THE TASKS =>
1. Print the passage of the FCPA enforcement summaries between "Judge Refuses to" and "personal jurisdiction grounds.", inclusive.
2. Proceed with the FCPA enforcement summaries from the point at which they stop.

EXCERPT TO READ =>
Keyuan Petrochemicals Inc. and Former CFO Settle FCPA Books and Records Action with SEC for $1.025 million
On February 28, 2013, Keyuan Petrochemicals Inc., a China-based issuer with US-trading stock, and its former CFO, settled an enforcement action with the SEC for a total of $1.025 million. The SEC alleged numerous violations primarily related to a failure to disclose related party transactions, but also alleged the use of an off-balance sheet cash account to pay various expense including gifts to Chinese government officials, and a failure to properly record such transactions.
Judge Refuses to Find Personal Jurisdiction over Siemens Executive, in Conflict with SDNY Colleagues Ruling in Prior Week
On February 19, 2013, a federal judge granted the motion to dismiss filed by a Siemens executive, Herbert Steffen, on the grounds that the SEC's civil FCPA complaint had failed to adequately allege personal jurisdiction over him, because the allegations were "far too attenuated from the resulting harm to establish minimum contacts." A week earlier, a different judge on the same court had refused to dismiss charges against executives of Magyar Telekom on similar personal jurisdiction grounds.

LISTED ENTRIES =>
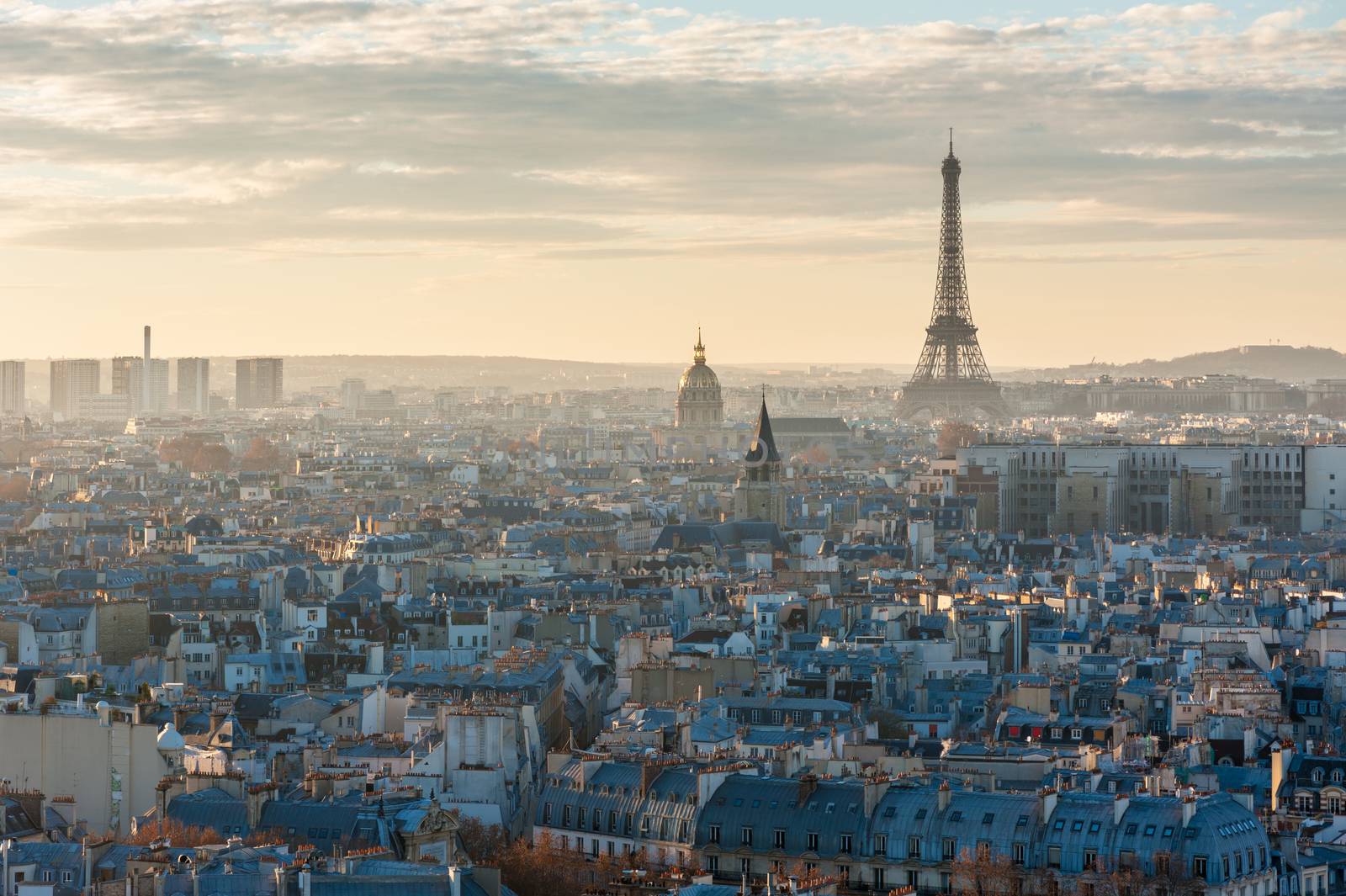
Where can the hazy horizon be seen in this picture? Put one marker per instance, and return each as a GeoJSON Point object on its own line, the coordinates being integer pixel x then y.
{"type": "Point", "coordinates": [592, 181]}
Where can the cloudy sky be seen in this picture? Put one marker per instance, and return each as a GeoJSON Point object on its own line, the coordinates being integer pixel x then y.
{"type": "Point", "coordinates": [592, 179]}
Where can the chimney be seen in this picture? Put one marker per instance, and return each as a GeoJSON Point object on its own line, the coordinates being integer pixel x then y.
{"type": "Point", "coordinates": [649, 771]}
{"type": "Point", "coordinates": [1280, 756]}
{"type": "Point", "coordinates": [1049, 803]}
{"type": "Point", "coordinates": [874, 792]}
{"type": "Point", "coordinates": [808, 783]}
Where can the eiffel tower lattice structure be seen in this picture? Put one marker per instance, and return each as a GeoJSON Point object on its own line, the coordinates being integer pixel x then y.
{"type": "Point", "coordinates": [952, 379]}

ANSWERS GIVEN =>
1.
Judge Refuses to Find Personal Jurisdiction over Siemens Executive, in Conflict with SDNY Colleagues Ruling in Prior Week
On February 19, 2013, a federal judge granted the motion to dismiss filed by a Siemens executive, Herbert Steffen, on the grounds that the SEC's civil FCPA complaint had failed to adequately allege personal jurisdiction over him, because the allegations were "far too attenuated from the resulting harm to establish minimum contacts." A week earlier, a different judge on the same court had refused to dismiss charges against executives of Magyar Telekom on similar personal jurisdiction grounds.

2.
On December 20, 2012, Eli Lilly & Co. settled an enforcement action filed the same day by the SEC for nearly $29.4 million. The SEC alleged that Lilly subsidiaries in Russia, Brazil, China and Poland made improper payments to government officials to obtain or retain business and that Lilly itself knew of the payments by the Russian subsidiary but did not act to stop the conduct for more than five years.
On December 17, 2012, German insurance and asset management company Allianz SE settled an administrative proceeding brought by the SEC for more than $12.3 million. The SEC alleged that Allianz violated the internal controls and books and records provisions of the FCPA in connection with improper payments to government officials by its Indonesian subsidiary over a seven-year period.
On November 14, 2012, the US DOJ and SEC released A Resource Guide to the Foreign Corrupt Practices Act, almost a year to the day that Assistant Attorney General Lanny Breuer announced that the SEC and DOJ would prepare an FCPA Guidance document (click here and here for previous Buckley Sandler posts on this issue). Overall, the FCPA Guide is a helpful compilation of previously-issued guidance and litigation positions set forth by the DOJ and SEC, and a useful starting point for constructing, testing or revising an FCPA compliance program.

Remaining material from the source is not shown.